>> Begin STORED ROWS

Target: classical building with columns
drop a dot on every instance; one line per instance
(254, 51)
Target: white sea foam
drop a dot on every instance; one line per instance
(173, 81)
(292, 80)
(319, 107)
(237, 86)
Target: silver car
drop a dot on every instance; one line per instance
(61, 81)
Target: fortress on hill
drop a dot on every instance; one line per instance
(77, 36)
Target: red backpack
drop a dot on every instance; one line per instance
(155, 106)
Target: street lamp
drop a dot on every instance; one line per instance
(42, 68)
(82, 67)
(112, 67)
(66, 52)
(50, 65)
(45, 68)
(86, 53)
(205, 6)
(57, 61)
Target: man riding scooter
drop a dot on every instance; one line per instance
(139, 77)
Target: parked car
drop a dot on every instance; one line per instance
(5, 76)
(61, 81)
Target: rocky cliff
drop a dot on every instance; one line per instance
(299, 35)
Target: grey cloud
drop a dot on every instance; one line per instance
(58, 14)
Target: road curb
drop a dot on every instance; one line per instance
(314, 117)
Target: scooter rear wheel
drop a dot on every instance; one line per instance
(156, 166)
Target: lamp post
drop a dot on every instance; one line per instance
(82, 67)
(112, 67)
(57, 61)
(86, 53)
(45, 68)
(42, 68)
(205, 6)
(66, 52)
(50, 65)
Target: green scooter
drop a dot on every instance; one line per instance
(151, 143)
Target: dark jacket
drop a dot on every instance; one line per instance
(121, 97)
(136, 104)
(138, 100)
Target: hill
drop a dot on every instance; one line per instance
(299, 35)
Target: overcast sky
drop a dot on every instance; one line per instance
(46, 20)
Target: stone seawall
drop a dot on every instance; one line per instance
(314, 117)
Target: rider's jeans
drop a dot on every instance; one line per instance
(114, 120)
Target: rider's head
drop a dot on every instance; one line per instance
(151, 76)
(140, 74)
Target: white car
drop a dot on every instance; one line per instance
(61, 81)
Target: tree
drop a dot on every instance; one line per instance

>> End STORED ROWS

**THE TASK**
Reproduce the material above without altering a single character.

**RESULT FOR THIS EXERCISE**
Target: classical building with columns
drop a dot on every instance; one line per instance
(254, 51)
Target: white sea foam
drop a dot on every instance; one line per instance
(173, 81)
(292, 80)
(319, 107)
(237, 86)
Target: silver car
drop a dot on every instance; one line per instance
(61, 81)
Target: fortress on hill
drop a dot on every instance; one line per instance
(77, 36)
Target: red backpack
drop a dot on every instance; one line per instance
(155, 106)
Target: street lamp
drop a dot on every instance; one line per instance
(42, 68)
(82, 67)
(112, 67)
(66, 52)
(50, 65)
(45, 68)
(86, 53)
(205, 6)
(57, 61)
Target: man riding scooter
drop a dot on every instance; one line per instance
(139, 77)
Target: parked car
drop a dot on every instance; one line per instance
(5, 76)
(61, 81)
Target: rocky cliff
drop a dot on every instance; one line per instance
(299, 35)
Target: grey cloud
drop a dot on every instance; one line per instance
(58, 14)
Target: road curb
drop a dot on every instance; one line per instance
(314, 117)
Target: scooter rear wheel
drop a dot on every instance; one line per instance
(156, 166)
Target: lamp post
drop a dot on every instance; one line per instance
(82, 67)
(112, 67)
(57, 61)
(86, 53)
(45, 68)
(42, 68)
(205, 6)
(66, 52)
(50, 65)
Target: green scooter
drop a dot on every instance; one line per instance
(151, 143)
Target: dark jacket
drop a dot on every instance; one line per instance
(121, 97)
(136, 104)
(138, 100)
Target: hill
drop a dot on every instance; one line per instance
(299, 35)
Target: overcast sky
drop a dot on every instance; one line per instance
(46, 20)
Target: stone seawall
drop a dot on every instance; one line per instance
(314, 117)
Target: rider's jeans
drop a dot on every instance; one line per instance
(114, 120)
Target: rider's head
drop a dot on every instance; one line per instance
(151, 76)
(140, 74)
Target: white car
drop a dot on every instance; one line per instance
(61, 81)
Target: tree
drop a dot on every instance; one line per instance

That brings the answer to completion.